_Exercice_
Pour chacune des affirmations suivantes, indiquez par oui ou par non si elle est conforme au texte sur l’Union pour la Méditerranée, et citez textuellement les mots du texte qui permettent de trancher : (a) dès l’origine, l’initiative a suscité une forte réserve de la part de l’Allemagne ; (b) le Secrétariat permanent a son siège à Marseille ; (c) les 27 États membres de l’UE ont adhéré au projet en présence de 17 pays de la région.

L’idée de créer une « Union méditerranéenne» est lancée par Nicolas Sarkozy pendant sa campagne pour l’élection présidentielle. Dès son élection, il la transforme en proposition faite à ses partenaires, de remplacer le Processus de Barcelone, (1995) qui n’a pas réussi à organiser des relations étroites entre l’Union européenne et les pays de la rive Sud de la Méditerranée. Dès l’origine, cette initiative suscite une forte réserve, notamment de l’Allemagne, puis elle nourrit des controverses publiques parce qu’elle entre en concurrence avec la construction communautaire. Enfin, la France et l’Allemagne s’accordent pour tenir compte de ces réactions et pour la présenter ensemble au Conseil européen de mars 2008. Les 27 Etats membres de l’UE adhèrent solennellement au projet le 13 juillet en présence de 17 pays de la région. Pour la première fois dans une conférence européenne, les Israéliens et les pays arabes participent, à la même table, à un projet commun. L’Union pour la Méditerranée est formellement lancée. À Marseille  le 4 novembre, ils installent un Secrétariat permanent dont le siège est à Barcelone et conviennent de l’élection parmi les pays méditerranéens d’un secrétaire général et de cinq secrétaires généraux adjoints. La Ligue arabe est associée et la présence simultanée d’Israël et de pays arabes dans les instances dirigeantes est un succès diplomatique de l’Union. La France ne désepère pas d'obtenir de ses partenaires d'en assurer la coprésidence jusqu'en 2010.

_Données enregistrées_
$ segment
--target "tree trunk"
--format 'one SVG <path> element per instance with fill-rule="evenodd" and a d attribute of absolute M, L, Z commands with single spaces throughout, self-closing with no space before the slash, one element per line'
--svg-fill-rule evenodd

_Corrigé_
(a) Oui : « Dès l’origine, cette initiative suscite une forte réserve, notamment de l’Allemagne ».
(b) Non : « un Secrétariat permanent dont le siège est à Barcelone ».
(c) Oui : « Les 27 Etats membres de l’UE adhèrent solennellement au projet le 13 juillet en présence de 17 pays de la région ».